> [Questions]
1) Translate this sentence from the deformation theory passage into Spanish: "Today we’ll describe one way to formalize the notion of taking the classical limit using the deformation theory of algebras."
2) According to the deformation theory passage, what characteristic is the fixed field k required not to have?
3) Extend the deformation theory passage, picking up right after its last line.

> [Text passage]
- - - - - - -
However, if A is commutative, all commutators are trivial, and yet classical mechanics somehow takes a Hamiltonian H \in A and produces a notion of time evolution. How does that work? It turns out that for algebras of observables A of a classical system, we can think of A as the classical limit \hbar \to 0 of a family A_{\hbar} of noncommutative algebras. While A is commutative, the noncommutativity of the family A_{\hbar} equips A with the extra structure of a Poisson bracket, and it is this Poisson bracket which allows us to describe time evolution.

Today we’ll describe one way to formalize the notion of taking the classical limit using the deformation theory of algebras. We’ll see how Poisson brackets pop out along the way, as well as the relevance of the lower Hochschild cohomology groups.

Hochschild cohomology

In this post we consider associative, but not necessarily unital, algebras over a fixed field k of characteristic not equal to 2.

Let A be such an algebra. A formal deformation of A is an associative k[\epsilon]-bilinear product \star on A[[\epsilon]] (when A is noncommutative, \epsilon should be central) such that for a, b \in A we have

\displaystyle a \star b = ab + \epsilon (\text{other terms}).
- - - - - - -
> [Data below]
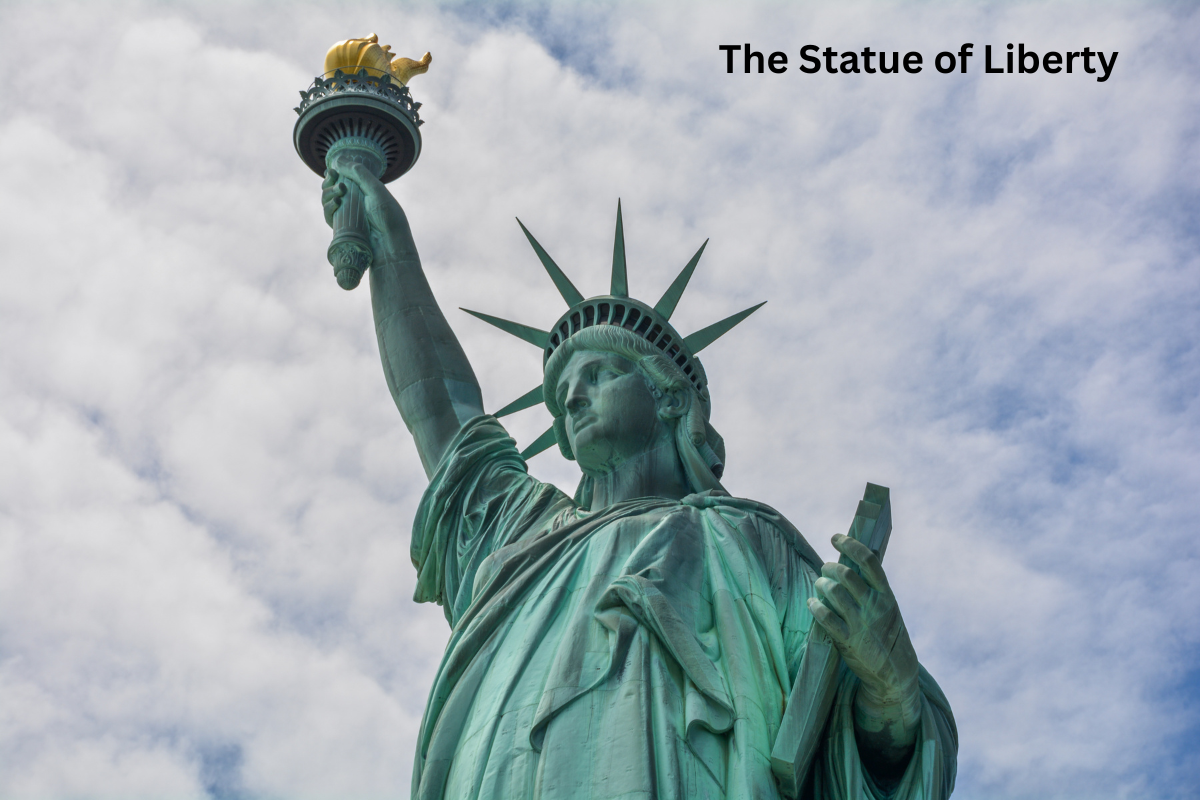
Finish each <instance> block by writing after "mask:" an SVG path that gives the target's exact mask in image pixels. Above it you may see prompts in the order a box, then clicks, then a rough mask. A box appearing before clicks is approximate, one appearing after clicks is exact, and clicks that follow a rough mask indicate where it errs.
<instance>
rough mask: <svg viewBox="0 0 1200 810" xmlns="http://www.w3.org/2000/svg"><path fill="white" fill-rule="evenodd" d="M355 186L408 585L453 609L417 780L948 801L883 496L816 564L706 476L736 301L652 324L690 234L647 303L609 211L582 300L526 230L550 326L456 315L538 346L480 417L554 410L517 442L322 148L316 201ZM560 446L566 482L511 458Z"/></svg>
- - - - - - -
> [Expected outputs]
1) Hoy describiremos una manera de formalizar la noción de tomar el límite clásico usando la teoría de deformaciones de álgebras.

2) The field k must not have characteristic 2.

3)
In other words, quotienting by \epsilon we obtain the original product on A. For the purposes of understanding the classical limit, A should be thought of as the classical algebra of observables and A[[\epsilon]], together with the deformed product \star, should be thought of as the quantum one. Roughly speaking, formal deformations of an algebra A describe the “formal neighborhood” of A in the moduli space of algebras.

Formal deformations turn out to be difficult to construct in general. As a first approximation, instead of quotienting by \epsilon we can quotient by \epsilon^2. A first-order deformation of A is an associative k[\epsilon]/\epsilon^2-bilinear product on A[\epsilon]/\epsilon^2 satisfying the same condition as above. Explicitly, it is given by a product

\displaystyle a \star b = ab + \epsilon f(a, b)

where f(a, b) : A^2 \to A is a k-bilinear map such that (a \star b) \star c = a \star (b \star c), or equivalently

\displaystyle f(ab, c) + f(a, b) c = f(a, bc) + a f(b, c).

The k-vector space of all such maps is denoted Z^2(A, A) and called the space of Hochschild 2-cocycles of A with coefficients in A. Roughly speaking, first-order deformations of A describe the “tangent space” to A in the moduli space of algebras.

Of course, this is not really the space we’re interested in. If we actually want to understand first-order deformations of A, then it would be a good idea to identify 2-cocycles that give isomorphic deformations. Hence suppose f_1, f_2 are 2-cocycles describing deformations \star_1, \star_2 which are isomorphic in the sense that there is a k[\epsilon]-linear map \phi : A[\epsilon]/\epsilon^2 \to A[\epsilon]/\epsilon^2 sending one to the other which reduces to the identity \bmod \epsilon. Writing \phi = I + \epsilon T, we want

\displaystyle (a + \epsilon Ta) \star_1 (b + \epsilon Tb) = a \star_2 b + \epsilon T(a \star_2 b)

which after simplification gives

\displaystyle f_2(a, b) - f_1(a, b) = (Ta) b + a (Tb) - T(ab).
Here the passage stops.